EXERCISE PASSAGE:
Given the growing number of users and the widening range of devices, streaming is no longer viable in its current form owing to the substantial amount of power and storage capacity it requires. But researchers at EPFL's Embedded Systems Laboratory (ESL) have found a way to reduce those requirements without impacting the quality of the video itself.
A video posted on the internet might be watched by thousands of different people, each with his own device, internet connection and viewing environment. But that doesn't mean the streaming service will be personalized for each user. "Platforms like YouTube or Netflix use two systems, both of which are inefficient," says Marina Zapater Sancho, post-doctoral researcher at ESL. She is one of the authors of the study being carried out under the MANGO project, which has received funding from the EU Horizon 2020 program and will be presented at the Embedded Systems Week in Seoul on 15 October 2017. "They store either one copy of a video in the highest-quality format possible, or dozens of copies in different formats." The former can result in slow and choppy streaming, while the latter takes up huge amounts of server storage and consequently eats up lots of power.

[Image point grounding data]
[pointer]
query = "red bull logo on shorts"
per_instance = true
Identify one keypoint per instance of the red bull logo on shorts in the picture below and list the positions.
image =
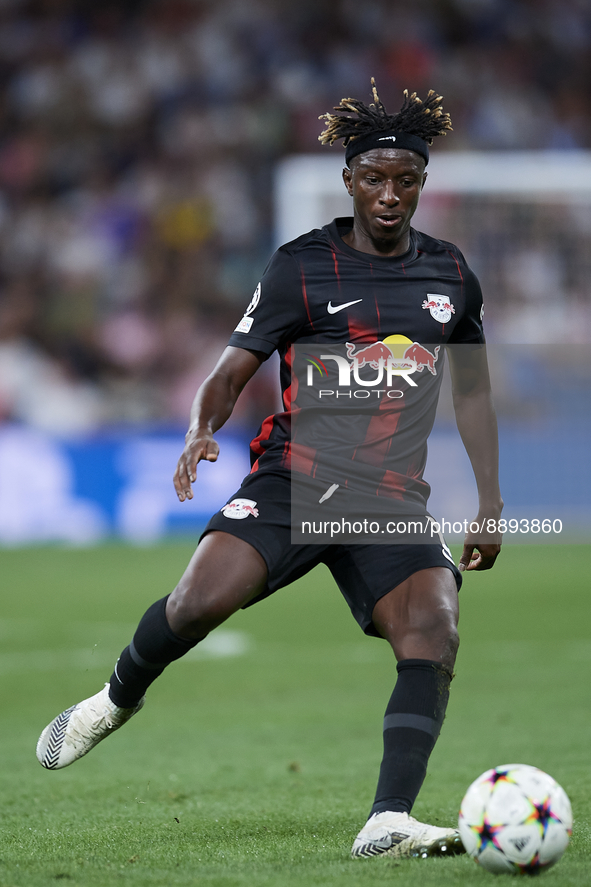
(239, 509)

WORK ORDER 1: Name the three things that, according to the passage on video streaming, each person watching a video posted on the internet has of their own.
WORK ORDER 2: Carry on the passage about cutting the power and storage demands of video streaming, beginning after its final sentence.

EXERCISE OUTPUT 1: A device, an internet connection and a viewing environment.

EXERCISE OUTPUT 2:
Better resource allocation
The researchers developed a way to reduce the power requirement by nearly 20% while improving the user experience by 37%. Their method involves machine learning, an approach identified by Arman Iranfar, a PhD student at ESL and co-author of the study. "Computers learn from experience," he says. "We exposed them to many different scenarios, such as 1,000 people playing a video, each from a different device. The computers remembered the series of actions that led to positive outcomes and reproduced them." By the same token, the applications that encode videos (so they can be streamed) can learn to better allocate resources while simultaneously optimizing factors like compression, quality, performance and power consumption. Considering that video streaming makes up 80% of internet traffic worldwide and is still expanding, such an improvement can have a major impact.
Next up: real-time streaming
But this is just a stepping stone. The researchers' ultimate aim is to enable real-time streaming. That refers to a system where streaming platforms store just one copy of a video, and when someone clicks on the video to watch it, the platform immediately adjusts the format, compression and quality to that particular viewer. "Today that would require ten servers for each unique viewer. That's not feasible," says Marina Zapater Sancho, because the performance/power tradeoff is a challenge faced not just by YouTube. "Take magnetic resonance imaging (MRI). To effectively diagnose as many patients as possible, the scanners would have to operate 24/7 and produce very high-quality images that would be stored for at least the duration of the patients' lives," she says. But today, patients who go in for an MRI come out with their images on a CD. No internet platform currently exists that can store these images and allow doctors to view and use them in real time.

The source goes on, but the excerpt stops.